:: What the task requires ::
Scan the entries that follow and copy out every line containing "below".
─── Material to process ───
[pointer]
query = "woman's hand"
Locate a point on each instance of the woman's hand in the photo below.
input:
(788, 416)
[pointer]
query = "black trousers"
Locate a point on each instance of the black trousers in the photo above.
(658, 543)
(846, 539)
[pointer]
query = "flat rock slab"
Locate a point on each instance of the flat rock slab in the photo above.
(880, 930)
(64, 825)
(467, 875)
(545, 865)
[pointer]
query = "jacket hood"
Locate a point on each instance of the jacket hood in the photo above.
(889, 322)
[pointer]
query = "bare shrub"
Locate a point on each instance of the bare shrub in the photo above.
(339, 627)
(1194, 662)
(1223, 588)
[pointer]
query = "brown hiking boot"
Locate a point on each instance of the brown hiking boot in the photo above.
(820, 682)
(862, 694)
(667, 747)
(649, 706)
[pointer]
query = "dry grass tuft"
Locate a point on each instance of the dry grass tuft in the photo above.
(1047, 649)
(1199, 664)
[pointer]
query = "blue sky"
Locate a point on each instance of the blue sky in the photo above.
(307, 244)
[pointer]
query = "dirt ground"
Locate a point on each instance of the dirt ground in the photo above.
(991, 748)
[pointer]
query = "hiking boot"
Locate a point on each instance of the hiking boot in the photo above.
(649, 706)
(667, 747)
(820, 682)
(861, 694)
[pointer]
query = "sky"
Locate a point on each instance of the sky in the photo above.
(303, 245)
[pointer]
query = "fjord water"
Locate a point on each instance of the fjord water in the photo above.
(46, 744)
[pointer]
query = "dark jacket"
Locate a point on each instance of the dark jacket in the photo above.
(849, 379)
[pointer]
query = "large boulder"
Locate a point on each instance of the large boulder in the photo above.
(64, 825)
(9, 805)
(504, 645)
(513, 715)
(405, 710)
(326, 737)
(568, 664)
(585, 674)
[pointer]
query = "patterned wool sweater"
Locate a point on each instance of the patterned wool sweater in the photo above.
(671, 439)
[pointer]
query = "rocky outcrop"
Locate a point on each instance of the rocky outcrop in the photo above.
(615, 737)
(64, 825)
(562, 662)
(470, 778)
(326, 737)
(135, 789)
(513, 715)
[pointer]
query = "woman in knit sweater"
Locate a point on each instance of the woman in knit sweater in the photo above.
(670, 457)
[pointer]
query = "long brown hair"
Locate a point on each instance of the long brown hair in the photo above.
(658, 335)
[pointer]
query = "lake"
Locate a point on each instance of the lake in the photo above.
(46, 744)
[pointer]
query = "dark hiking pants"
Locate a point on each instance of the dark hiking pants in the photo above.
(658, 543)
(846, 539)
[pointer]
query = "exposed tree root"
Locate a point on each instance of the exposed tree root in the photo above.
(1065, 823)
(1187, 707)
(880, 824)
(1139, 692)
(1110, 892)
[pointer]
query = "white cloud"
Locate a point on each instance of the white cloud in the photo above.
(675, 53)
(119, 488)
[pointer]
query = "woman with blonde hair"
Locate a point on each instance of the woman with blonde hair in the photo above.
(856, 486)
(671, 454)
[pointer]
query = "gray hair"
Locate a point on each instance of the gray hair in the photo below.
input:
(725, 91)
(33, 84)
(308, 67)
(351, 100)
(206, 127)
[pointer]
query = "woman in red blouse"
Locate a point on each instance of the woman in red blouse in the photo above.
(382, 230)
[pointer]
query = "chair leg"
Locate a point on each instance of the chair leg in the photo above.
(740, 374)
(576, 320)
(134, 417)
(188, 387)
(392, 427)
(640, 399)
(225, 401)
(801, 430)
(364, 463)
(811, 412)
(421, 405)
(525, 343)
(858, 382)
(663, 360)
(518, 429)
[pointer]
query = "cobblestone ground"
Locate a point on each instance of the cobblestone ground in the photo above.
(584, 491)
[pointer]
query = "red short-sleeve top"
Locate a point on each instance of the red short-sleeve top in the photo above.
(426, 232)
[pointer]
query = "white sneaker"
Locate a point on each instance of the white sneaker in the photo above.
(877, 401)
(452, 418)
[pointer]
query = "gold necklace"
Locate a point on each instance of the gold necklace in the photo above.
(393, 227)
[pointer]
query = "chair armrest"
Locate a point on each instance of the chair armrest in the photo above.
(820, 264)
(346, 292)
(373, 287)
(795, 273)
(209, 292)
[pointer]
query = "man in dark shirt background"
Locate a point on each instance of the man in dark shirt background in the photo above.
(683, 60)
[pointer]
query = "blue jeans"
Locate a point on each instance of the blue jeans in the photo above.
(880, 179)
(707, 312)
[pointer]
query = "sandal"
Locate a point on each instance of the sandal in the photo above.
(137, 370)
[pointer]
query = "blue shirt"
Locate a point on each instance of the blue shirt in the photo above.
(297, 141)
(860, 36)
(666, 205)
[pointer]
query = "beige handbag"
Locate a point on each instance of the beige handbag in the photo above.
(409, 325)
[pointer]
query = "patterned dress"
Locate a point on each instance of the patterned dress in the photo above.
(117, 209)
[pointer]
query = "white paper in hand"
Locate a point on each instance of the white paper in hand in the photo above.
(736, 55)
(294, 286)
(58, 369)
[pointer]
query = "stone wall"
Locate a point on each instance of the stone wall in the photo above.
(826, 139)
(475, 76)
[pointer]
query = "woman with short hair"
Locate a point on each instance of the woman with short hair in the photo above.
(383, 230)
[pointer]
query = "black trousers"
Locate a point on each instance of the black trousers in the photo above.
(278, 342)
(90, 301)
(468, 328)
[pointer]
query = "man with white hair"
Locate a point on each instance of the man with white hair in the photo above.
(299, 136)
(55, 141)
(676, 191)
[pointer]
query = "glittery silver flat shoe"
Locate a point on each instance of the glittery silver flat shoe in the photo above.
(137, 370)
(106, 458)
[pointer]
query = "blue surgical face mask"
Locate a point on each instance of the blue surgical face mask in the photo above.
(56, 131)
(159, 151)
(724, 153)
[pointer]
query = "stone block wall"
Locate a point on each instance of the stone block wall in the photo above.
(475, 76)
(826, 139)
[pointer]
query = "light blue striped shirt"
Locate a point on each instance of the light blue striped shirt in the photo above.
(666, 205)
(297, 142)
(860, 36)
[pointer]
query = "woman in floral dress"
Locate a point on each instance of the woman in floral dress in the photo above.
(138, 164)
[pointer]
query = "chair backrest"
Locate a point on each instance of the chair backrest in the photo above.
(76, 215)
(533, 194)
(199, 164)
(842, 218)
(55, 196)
───
:: Task output ::
Locate a point on each instance of the woman's hand in the photo below.
Locate a point on each instance of the gray hair in the photo below.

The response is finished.